— BEGIN Source records —

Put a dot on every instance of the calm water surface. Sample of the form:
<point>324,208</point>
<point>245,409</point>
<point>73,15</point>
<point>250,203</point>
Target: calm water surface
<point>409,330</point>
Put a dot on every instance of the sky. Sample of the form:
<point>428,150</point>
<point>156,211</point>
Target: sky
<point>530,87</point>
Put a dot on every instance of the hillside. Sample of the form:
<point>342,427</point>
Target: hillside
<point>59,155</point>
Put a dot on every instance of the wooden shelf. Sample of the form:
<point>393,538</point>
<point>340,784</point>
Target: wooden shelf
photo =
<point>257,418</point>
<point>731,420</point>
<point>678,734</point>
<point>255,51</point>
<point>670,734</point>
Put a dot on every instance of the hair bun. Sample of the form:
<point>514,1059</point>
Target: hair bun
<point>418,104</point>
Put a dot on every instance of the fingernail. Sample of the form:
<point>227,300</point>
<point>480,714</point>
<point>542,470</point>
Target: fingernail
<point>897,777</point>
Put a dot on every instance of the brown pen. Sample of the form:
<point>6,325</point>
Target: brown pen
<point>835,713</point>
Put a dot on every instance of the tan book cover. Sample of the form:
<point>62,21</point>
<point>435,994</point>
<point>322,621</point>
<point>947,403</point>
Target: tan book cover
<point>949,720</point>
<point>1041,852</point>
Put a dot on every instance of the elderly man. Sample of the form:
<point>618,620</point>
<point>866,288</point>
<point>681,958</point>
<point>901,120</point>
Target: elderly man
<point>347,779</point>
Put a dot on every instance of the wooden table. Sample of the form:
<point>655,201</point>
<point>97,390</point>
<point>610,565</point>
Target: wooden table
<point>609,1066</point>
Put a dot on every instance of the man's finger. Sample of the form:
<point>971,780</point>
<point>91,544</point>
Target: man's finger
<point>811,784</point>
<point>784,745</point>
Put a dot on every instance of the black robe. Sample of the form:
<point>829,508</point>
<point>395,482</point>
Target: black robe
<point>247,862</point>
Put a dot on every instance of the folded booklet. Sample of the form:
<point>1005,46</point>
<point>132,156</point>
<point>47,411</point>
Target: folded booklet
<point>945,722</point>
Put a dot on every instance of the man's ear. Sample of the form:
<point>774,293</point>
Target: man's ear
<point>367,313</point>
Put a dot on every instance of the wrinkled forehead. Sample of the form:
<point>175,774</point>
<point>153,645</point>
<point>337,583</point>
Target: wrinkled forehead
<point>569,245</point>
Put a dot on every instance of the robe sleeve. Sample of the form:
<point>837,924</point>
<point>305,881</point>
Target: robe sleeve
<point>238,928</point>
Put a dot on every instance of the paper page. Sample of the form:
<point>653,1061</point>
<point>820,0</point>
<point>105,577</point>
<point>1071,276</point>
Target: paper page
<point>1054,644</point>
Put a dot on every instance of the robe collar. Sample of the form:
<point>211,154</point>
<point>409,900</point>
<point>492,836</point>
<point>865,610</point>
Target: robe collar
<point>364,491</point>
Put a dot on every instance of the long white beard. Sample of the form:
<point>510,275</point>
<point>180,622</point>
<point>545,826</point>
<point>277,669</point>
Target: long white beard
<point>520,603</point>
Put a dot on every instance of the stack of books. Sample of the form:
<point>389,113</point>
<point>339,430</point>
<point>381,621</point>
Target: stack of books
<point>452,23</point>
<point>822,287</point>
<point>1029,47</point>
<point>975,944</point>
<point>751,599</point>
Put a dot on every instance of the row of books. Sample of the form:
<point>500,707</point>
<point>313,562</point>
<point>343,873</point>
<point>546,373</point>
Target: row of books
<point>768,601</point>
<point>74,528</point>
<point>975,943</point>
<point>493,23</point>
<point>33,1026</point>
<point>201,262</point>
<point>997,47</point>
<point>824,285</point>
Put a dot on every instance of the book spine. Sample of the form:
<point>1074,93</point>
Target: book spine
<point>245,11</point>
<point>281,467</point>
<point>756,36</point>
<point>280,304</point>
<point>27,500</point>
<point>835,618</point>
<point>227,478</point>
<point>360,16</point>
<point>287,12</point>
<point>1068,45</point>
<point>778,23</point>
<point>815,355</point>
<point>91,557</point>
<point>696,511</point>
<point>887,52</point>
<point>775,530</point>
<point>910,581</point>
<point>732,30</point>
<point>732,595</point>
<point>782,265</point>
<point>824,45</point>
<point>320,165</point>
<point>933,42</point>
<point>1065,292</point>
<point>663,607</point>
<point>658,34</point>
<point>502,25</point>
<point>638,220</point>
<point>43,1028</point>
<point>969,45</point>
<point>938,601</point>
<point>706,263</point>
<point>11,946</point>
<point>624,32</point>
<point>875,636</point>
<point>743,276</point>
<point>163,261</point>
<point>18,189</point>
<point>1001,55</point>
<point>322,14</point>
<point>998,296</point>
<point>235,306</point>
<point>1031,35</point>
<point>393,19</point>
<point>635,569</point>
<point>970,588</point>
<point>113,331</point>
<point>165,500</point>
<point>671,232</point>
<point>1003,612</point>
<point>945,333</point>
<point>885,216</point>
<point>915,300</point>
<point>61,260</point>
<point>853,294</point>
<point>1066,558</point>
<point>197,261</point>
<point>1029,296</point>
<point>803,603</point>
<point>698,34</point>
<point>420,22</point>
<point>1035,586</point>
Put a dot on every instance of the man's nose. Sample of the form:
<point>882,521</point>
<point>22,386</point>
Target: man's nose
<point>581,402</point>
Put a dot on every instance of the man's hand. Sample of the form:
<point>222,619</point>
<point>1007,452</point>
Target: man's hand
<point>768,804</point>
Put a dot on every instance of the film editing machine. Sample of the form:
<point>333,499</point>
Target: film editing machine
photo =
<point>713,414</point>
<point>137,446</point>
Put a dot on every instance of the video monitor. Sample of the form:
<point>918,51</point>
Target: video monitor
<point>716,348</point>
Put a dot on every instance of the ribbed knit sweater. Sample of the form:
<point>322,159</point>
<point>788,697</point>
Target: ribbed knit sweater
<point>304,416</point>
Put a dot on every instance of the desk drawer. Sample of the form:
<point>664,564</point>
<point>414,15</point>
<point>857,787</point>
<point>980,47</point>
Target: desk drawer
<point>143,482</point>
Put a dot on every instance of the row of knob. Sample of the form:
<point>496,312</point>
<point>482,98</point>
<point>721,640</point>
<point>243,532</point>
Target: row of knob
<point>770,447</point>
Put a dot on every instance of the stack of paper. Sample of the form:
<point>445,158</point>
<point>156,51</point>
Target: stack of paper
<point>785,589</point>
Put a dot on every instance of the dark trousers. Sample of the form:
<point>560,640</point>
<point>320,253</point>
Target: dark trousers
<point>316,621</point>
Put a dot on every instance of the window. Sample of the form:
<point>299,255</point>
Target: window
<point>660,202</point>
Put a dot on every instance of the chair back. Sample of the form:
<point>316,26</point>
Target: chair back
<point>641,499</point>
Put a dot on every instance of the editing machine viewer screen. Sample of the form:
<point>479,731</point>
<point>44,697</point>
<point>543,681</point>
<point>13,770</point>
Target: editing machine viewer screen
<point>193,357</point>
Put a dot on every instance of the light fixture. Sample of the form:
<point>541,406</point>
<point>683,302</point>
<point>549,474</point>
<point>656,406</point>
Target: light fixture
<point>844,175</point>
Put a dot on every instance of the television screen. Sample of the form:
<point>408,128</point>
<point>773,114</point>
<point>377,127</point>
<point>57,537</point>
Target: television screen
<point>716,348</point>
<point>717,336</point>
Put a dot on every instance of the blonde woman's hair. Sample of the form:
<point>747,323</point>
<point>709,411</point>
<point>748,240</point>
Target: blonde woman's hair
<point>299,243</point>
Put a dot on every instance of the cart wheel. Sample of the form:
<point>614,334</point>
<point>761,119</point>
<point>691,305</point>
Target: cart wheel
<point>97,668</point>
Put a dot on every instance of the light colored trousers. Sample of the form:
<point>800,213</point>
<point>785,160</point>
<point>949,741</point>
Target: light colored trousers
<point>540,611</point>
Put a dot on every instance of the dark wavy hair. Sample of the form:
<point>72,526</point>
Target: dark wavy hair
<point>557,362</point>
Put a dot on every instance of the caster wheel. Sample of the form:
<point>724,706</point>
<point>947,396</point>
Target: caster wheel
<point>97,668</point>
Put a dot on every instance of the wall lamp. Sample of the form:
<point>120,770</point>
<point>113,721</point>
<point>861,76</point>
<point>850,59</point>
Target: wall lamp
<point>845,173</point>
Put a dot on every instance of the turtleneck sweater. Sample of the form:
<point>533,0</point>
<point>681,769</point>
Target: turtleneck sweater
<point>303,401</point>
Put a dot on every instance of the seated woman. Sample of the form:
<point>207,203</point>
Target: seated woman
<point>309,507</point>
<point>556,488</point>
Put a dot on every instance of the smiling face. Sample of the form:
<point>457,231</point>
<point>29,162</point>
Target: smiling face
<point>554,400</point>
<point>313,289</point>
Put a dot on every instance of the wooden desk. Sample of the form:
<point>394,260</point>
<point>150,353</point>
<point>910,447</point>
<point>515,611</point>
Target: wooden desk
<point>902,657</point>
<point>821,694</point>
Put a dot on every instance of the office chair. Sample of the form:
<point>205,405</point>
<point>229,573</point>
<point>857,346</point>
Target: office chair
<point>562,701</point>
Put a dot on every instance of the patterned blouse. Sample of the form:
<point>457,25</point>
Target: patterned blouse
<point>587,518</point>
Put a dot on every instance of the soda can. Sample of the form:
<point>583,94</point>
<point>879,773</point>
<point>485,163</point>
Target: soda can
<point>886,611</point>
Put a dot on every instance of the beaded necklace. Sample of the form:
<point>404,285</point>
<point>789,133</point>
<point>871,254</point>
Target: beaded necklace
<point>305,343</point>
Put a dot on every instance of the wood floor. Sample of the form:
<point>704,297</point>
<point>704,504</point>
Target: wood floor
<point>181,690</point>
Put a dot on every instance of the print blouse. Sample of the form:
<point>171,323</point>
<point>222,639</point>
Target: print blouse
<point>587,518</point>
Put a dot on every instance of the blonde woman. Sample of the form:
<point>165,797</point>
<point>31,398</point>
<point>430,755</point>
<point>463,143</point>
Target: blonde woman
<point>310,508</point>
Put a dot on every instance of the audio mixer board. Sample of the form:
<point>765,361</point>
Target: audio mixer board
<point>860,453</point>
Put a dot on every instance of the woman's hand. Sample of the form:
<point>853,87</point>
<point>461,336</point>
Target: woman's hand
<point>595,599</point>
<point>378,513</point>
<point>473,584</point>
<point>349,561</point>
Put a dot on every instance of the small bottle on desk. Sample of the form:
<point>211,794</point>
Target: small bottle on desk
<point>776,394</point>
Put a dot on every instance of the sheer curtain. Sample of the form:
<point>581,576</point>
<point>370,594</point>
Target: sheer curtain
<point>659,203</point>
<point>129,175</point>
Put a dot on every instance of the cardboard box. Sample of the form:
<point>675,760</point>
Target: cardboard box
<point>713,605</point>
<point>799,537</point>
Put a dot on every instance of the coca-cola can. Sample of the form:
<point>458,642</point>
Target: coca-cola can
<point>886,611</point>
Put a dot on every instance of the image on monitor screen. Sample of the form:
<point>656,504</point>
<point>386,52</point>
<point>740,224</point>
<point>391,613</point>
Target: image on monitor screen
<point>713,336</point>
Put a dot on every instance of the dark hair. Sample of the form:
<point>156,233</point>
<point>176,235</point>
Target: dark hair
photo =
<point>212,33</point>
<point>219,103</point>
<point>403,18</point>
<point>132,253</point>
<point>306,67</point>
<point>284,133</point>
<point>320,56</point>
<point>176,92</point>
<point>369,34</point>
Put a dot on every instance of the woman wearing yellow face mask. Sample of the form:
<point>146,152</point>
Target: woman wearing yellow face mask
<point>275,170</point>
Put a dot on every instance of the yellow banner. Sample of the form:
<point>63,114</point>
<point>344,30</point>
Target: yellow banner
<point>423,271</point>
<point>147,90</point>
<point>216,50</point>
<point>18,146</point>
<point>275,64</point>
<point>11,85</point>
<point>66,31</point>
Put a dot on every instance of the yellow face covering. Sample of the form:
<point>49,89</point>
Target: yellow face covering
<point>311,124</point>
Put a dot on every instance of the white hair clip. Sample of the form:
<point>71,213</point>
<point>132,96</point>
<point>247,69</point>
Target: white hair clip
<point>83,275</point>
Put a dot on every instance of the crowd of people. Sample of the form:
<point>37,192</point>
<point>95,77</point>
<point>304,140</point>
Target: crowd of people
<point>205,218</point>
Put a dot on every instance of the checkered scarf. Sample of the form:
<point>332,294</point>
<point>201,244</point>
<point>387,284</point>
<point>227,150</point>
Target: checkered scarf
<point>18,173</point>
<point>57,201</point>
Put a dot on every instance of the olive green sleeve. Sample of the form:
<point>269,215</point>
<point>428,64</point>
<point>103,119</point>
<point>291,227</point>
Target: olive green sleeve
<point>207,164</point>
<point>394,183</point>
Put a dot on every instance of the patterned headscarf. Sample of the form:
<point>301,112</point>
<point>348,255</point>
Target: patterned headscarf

— END Source records —

- _Task_: Write out, unchanged, the part of the records that opens with the line containing "Put a dot on every instance of the blonde woman." and closes with the line containing "<point>310,508</point>", both lines included.

- _Final result_:
Put a dot on every instance of the blonde woman. Sample of the form:
<point>165,797</point>
<point>31,398</point>
<point>430,755</point>
<point>463,143</point>
Target: blonde woman
<point>310,508</point>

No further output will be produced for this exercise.